> EXERCISE AIM
Please repeat the line that contains "one JSON object" and every line after it, exactly, through the end of the records.

Excerpts from a dataset
---*---
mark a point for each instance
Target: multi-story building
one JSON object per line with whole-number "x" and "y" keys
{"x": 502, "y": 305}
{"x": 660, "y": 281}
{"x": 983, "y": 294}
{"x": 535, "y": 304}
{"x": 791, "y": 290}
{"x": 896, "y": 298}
---*---
> YOUR RESPONSE
one JSON object per line with whole-number "x" and "y" keys
{"x": 502, "y": 305}
{"x": 660, "y": 281}
{"x": 983, "y": 294}
{"x": 535, "y": 304}
{"x": 791, "y": 290}
{"x": 896, "y": 298}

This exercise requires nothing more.